» Your task
Range to reproduce from the entries below: the line with "locate window --format jsonl", the line with "locate rubber boot --format jsonl", and every line in between. Give them exactly and give nothing else.

Start of Available data

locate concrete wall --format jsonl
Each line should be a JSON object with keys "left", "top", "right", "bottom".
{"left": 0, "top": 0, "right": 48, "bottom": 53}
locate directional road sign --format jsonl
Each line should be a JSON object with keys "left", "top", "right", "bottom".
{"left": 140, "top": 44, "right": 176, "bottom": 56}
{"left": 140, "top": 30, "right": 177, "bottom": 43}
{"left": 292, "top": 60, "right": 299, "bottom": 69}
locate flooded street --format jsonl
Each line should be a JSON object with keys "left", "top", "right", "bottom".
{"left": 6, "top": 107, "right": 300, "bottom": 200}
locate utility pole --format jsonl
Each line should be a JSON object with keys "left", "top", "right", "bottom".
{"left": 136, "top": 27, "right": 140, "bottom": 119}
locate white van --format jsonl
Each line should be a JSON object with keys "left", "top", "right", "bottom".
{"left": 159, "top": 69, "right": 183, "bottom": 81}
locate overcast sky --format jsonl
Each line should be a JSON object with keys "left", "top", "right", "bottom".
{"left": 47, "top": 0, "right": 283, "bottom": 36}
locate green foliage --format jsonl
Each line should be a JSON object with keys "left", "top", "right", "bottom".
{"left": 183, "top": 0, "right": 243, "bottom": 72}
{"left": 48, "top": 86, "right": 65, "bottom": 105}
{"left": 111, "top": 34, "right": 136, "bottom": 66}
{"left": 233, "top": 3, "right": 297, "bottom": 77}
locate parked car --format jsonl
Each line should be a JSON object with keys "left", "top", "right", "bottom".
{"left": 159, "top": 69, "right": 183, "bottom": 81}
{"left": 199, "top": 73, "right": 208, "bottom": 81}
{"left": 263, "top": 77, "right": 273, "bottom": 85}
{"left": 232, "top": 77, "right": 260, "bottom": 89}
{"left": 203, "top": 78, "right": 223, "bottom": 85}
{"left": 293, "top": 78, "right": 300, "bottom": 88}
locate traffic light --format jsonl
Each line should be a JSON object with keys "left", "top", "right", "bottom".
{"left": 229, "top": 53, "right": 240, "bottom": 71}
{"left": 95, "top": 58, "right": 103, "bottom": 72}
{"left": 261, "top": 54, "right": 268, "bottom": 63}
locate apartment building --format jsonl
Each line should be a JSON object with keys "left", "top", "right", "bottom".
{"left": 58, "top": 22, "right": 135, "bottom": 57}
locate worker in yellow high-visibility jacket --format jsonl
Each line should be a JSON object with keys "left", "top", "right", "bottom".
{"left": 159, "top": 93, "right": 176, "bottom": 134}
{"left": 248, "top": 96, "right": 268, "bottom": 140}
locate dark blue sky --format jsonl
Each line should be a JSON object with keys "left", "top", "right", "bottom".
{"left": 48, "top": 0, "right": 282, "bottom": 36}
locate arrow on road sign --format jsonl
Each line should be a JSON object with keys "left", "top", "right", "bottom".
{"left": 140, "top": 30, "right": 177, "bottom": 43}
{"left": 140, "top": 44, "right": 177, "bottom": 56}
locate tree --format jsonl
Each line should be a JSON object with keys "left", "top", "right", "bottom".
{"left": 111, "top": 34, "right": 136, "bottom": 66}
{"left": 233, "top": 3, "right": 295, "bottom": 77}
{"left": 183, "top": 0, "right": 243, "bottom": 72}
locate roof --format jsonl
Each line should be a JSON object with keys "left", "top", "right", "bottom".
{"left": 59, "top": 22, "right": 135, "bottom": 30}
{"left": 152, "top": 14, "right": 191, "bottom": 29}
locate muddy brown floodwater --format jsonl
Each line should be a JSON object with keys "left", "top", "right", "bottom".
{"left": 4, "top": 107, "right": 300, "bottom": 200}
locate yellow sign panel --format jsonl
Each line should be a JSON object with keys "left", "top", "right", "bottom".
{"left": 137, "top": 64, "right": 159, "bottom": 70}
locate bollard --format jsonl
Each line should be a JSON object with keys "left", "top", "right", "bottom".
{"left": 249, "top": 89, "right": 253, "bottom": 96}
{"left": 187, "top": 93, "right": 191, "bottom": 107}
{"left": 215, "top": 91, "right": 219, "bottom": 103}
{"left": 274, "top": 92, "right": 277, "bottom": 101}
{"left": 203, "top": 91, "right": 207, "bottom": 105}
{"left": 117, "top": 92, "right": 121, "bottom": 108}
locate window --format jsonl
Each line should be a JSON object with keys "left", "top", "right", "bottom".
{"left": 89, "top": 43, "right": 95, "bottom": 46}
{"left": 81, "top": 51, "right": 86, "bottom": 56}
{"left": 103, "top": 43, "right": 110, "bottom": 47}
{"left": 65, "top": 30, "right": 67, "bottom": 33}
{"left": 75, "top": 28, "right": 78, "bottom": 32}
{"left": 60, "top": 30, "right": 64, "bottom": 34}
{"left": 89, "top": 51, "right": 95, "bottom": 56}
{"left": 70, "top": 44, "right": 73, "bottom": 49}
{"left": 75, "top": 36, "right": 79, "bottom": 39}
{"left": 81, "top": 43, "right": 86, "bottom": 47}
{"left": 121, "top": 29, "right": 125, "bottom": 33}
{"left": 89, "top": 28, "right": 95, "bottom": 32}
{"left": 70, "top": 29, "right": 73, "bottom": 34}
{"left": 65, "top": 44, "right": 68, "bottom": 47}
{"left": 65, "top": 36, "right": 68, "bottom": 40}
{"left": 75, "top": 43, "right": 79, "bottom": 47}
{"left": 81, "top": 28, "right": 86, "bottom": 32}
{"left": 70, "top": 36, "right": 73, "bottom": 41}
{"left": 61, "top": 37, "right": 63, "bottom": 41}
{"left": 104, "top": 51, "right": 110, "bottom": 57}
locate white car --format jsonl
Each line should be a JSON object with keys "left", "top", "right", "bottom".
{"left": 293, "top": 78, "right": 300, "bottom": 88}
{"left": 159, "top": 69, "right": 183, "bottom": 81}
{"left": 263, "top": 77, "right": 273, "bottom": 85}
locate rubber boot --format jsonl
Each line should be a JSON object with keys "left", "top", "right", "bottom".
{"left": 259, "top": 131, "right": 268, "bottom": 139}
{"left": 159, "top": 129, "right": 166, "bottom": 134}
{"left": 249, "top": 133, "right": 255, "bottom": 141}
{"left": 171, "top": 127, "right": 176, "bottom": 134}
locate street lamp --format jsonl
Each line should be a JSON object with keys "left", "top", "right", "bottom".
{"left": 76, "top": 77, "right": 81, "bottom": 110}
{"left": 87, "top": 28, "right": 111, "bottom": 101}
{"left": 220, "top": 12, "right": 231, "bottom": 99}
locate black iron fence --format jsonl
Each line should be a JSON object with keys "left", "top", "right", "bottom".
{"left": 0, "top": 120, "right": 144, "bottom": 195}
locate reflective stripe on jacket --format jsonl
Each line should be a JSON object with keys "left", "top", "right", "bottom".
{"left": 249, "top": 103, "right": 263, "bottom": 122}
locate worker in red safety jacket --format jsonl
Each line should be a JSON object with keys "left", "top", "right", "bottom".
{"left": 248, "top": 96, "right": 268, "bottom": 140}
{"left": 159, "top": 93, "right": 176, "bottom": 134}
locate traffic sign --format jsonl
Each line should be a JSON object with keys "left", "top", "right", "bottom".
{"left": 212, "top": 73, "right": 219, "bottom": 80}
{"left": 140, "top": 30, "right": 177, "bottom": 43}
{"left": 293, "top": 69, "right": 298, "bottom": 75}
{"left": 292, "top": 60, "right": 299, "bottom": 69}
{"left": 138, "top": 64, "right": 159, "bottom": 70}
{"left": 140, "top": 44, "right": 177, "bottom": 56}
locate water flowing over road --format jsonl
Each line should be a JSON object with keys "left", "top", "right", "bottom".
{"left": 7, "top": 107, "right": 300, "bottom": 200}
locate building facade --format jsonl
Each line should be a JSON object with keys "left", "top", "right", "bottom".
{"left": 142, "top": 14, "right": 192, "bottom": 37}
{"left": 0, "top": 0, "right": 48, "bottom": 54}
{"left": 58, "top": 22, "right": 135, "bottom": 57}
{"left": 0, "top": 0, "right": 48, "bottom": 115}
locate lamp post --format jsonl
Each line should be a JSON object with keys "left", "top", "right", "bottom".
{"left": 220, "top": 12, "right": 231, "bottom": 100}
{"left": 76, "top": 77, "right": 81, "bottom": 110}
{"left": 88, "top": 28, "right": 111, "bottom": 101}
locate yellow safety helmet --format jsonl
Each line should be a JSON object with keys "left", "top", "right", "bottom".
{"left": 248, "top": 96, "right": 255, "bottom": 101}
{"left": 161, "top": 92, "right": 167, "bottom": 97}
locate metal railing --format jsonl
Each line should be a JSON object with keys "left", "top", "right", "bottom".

End of Available data

» Solved exercise
locate window --format jsonl
Each line should be a JSON object with keys "left", "top", "right", "bottom".
{"left": 89, "top": 43, "right": 95, "bottom": 46}
{"left": 81, "top": 51, "right": 86, "bottom": 56}
{"left": 103, "top": 43, "right": 110, "bottom": 47}
{"left": 65, "top": 30, "right": 67, "bottom": 33}
{"left": 75, "top": 28, "right": 78, "bottom": 32}
{"left": 60, "top": 30, "right": 64, "bottom": 34}
{"left": 89, "top": 51, "right": 95, "bottom": 56}
{"left": 70, "top": 44, "right": 73, "bottom": 49}
{"left": 75, "top": 36, "right": 79, "bottom": 39}
{"left": 81, "top": 43, "right": 86, "bottom": 47}
{"left": 121, "top": 29, "right": 125, "bottom": 33}
{"left": 89, "top": 28, "right": 95, "bottom": 32}
{"left": 70, "top": 29, "right": 73, "bottom": 34}
{"left": 65, "top": 44, "right": 68, "bottom": 47}
{"left": 65, "top": 36, "right": 68, "bottom": 40}
{"left": 75, "top": 43, "right": 79, "bottom": 47}
{"left": 81, "top": 28, "right": 86, "bottom": 32}
{"left": 70, "top": 36, "right": 73, "bottom": 41}
{"left": 61, "top": 37, "right": 63, "bottom": 41}
{"left": 104, "top": 51, "right": 110, "bottom": 57}
locate white car --format jsonl
Each line should be a JSON object with keys "left", "top", "right", "bottom".
{"left": 293, "top": 78, "right": 300, "bottom": 88}
{"left": 159, "top": 69, "right": 183, "bottom": 81}
{"left": 263, "top": 77, "right": 273, "bottom": 85}
locate rubber boot --format jsonl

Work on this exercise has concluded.